EldertGrootenboer avatar Feb 24 '22 21:02 EldertGrootenboer

@EldertGrootenboer I'm interpreting the original as asking for a built-in functionality to reduce the code complexity required for something that should be a simple message disposition. Whenever a workaround that involves several operations is involved, not only that incurs an additional cost on the service level, but also cognitive tax and complexity added to codebases. Walking through the workaround, here's what needs to happen:

  1. To ensure two different operations are atomic, message deferral and scheduling have to be done in a transaction.
  2. Sending a message out requires access to a message sender. If you're in a scenario/codebase where you don't have access to the object, you either have to create a sender (expensive) or rely on luck and skip atomicity altogether. Example: Azure Functions or a custom messaging framework.
  3. When receiving a scheduled message, you now have to proactively fetch an additional message, requiring a message receiver. Again, in quite a few scenarios, this is not possible. Think Azure Functions. You don't want to create a receiver to read the deferred message for each invocation.

To sum it up, there are scenarios where abandoning with a custom delay is necessary and workarounds cannot provide the same value a feature would. I hope this helps.

SeanFeldman avatar Feb 24 '22 22:02 SeanFeldman

Thank you for your feedback! Although this is not something that should be done with either Abandon or Defer, as it would change the semantics of those actions, it is something we want to look into putting on the backlog. I would like to align with you for this, to get the details for your scenario. @Bnjmn83, @triynko and @SeanFeldman could you drop me a message on [email protected], and we can take it from there.

▸ **SUPPLIED MATERIAL**:
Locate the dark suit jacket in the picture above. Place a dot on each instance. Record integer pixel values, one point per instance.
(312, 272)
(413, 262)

▸ **CHALLENGE**: Reproduce the stretch of the message-disposition thread from "1. To ensure" through "for each invocation.". The data comes from a separate source.

▸ **RESPONSE FOR THIS EXERCISE**:
1. To ensure two different operations are atomic, message deferral and scheduling have to be done in a transaction.
  2. Sending a message out requires access to a message sender. If you're in a scenario/codebase where you don't have access to the object, you either have to create a sender (expensive) or rely on luck and skip atomicity altogether. Example: Azure Functions or a custom messaging framework.
  3. When receiving a scheduled message, you now have to proactively fetch an additional message, requiring a message receiver. Again, in quite a few scenarios, this is not possible. Think Azure Functions. You don't want to create a receiver to read the deferred message for each invocation.